### Supplied records ###

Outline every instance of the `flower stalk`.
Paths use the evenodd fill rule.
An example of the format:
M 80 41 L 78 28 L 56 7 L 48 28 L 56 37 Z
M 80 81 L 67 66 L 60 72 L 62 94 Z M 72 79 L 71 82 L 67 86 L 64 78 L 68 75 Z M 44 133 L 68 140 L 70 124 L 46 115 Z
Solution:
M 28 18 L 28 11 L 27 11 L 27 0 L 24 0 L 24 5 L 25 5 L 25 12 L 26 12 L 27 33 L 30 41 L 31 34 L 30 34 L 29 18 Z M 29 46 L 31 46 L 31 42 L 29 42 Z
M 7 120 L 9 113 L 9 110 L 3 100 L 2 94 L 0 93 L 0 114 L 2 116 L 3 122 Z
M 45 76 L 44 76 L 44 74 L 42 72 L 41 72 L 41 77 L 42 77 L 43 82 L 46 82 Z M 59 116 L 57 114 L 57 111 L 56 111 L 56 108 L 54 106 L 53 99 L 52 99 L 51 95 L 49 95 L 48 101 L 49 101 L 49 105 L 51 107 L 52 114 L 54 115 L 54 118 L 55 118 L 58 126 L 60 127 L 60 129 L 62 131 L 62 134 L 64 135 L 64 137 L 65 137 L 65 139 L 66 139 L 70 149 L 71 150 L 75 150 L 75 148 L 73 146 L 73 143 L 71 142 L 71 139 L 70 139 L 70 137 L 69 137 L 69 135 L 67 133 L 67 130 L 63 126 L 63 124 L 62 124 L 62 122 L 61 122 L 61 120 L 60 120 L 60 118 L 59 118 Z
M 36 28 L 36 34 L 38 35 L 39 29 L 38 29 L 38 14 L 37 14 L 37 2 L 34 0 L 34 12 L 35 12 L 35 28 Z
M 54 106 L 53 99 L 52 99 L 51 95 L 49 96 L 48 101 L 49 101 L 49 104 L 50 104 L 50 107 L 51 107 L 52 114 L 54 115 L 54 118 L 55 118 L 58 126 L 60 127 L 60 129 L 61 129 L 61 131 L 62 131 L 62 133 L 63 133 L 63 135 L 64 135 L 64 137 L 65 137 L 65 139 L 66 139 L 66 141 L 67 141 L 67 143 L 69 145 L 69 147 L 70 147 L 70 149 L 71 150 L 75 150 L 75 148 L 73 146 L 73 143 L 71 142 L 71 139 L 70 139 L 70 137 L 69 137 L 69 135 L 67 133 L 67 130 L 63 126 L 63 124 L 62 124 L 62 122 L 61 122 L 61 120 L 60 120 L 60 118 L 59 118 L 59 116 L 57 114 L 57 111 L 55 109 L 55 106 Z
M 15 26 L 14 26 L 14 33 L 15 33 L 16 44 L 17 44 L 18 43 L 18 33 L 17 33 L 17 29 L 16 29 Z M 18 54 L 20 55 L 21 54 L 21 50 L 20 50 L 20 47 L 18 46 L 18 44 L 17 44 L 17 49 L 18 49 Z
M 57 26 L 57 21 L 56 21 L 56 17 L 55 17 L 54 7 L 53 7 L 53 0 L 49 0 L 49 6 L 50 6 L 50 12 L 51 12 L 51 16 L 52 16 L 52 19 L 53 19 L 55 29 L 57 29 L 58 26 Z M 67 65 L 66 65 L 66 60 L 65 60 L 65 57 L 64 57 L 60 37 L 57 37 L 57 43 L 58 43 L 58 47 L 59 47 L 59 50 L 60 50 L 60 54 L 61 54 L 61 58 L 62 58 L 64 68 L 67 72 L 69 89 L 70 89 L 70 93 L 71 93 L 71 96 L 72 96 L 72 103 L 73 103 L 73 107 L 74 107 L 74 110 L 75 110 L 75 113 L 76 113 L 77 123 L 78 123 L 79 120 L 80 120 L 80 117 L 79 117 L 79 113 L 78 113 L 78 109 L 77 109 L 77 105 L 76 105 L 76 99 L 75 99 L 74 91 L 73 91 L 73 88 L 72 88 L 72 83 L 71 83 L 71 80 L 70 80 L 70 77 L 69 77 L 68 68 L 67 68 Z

###

● Exercise prompt:
Copy everything from the start of the rows above down to the line containing "M 15 26 L 14", both ends included.

● Task result:
Outline every instance of the `flower stalk`.
Paths use the evenodd fill rule.
An example of the format:
M 80 41 L 78 28 L 56 7 L 48 28 L 56 37 Z
M 80 81 L 67 66 L 60 72 L 62 94 Z M 72 79 L 71 82 L 67 86 L 64 78 L 68 75 Z M 44 133 L 68 140 L 70 124 L 46 115 Z
Solution:
M 28 18 L 28 11 L 27 11 L 27 0 L 24 0 L 24 5 L 25 5 L 25 12 L 26 12 L 27 33 L 30 41 L 31 34 L 30 34 L 29 18 Z M 29 46 L 31 46 L 31 42 L 29 42 Z
M 7 120 L 9 113 L 9 110 L 3 100 L 2 94 L 0 93 L 0 114 L 2 116 L 3 122 Z
M 45 76 L 44 76 L 44 74 L 42 72 L 41 72 L 41 77 L 42 77 L 43 82 L 46 82 Z M 59 116 L 57 114 L 57 111 L 56 111 L 56 108 L 54 106 L 53 99 L 52 99 L 51 95 L 49 95 L 48 101 L 49 101 L 49 105 L 51 107 L 52 114 L 54 115 L 54 118 L 55 118 L 58 126 L 60 127 L 60 129 L 62 131 L 62 134 L 64 135 L 64 137 L 65 137 L 65 139 L 66 139 L 70 149 L 71 150 L 75 150 L 75 148 L 73 146 L 73 143 L 71 142 L 71 139 L 70 139 L 70 137 L 69 137 L 69 135 L 67 133 L 67 130 L 63 126 L 63 124 L 62 124 L 62 122 L 61 122 L 61 120 L 60 120 L 60 118 L 59 118 Z
M 36 28 L 36 34 L 38 35 L 39 29 L 38 29 L 38 14 L 37 14 L 37 2 L 34 0 L 34 12 L 35 12 L 35 28 Z
M 54 106 L 53 99 L 52 99 L 51 95 L 49 96 L 48 101 L 49 101 L 49 104 L 50 104 L 50 107 L 51 107 L 52 114 L 54 115 L 54 118 L 55 118 L 58 126 L 60 127 L 60 129 L 61 129 L 61 131 L 62 131 L 62 133 L 63 133 L 63 135 L 64 135 L 64 137 L 65 137 L 65 139 L 66 139 L 66 141 L 67 141 L 67 143 L 69 145 L 69 147 L 70 147 L 70 149 L 71 150 L 75 150 L 75 148 L 73 146 L 73 143 L 71 142 L 71 139 L 70 139 L 70 137 L 69 137 L 69 135 L 67 133 L 67 130 L 63 126 L 63 124 L 62 124 L 62 122 L 61 122 L 61 120 L 60 120 L 60 118 L 59 118 L 59 116 L 57 114 L 57 111 L 55 109 L 55 106 Z
M 15 26 L 14 26 L 14 33 L 15 33 L 16 44 L 17 44 L 18 43 L 18 33 L 17 33 L 17 29 L 16 29 Z M 18 54 L 20 55 L 21 54 L 21 50 L 20 50 L 20 47 L 18 46 L 18 44 L 17 44 L 17 49 L 18 49 Z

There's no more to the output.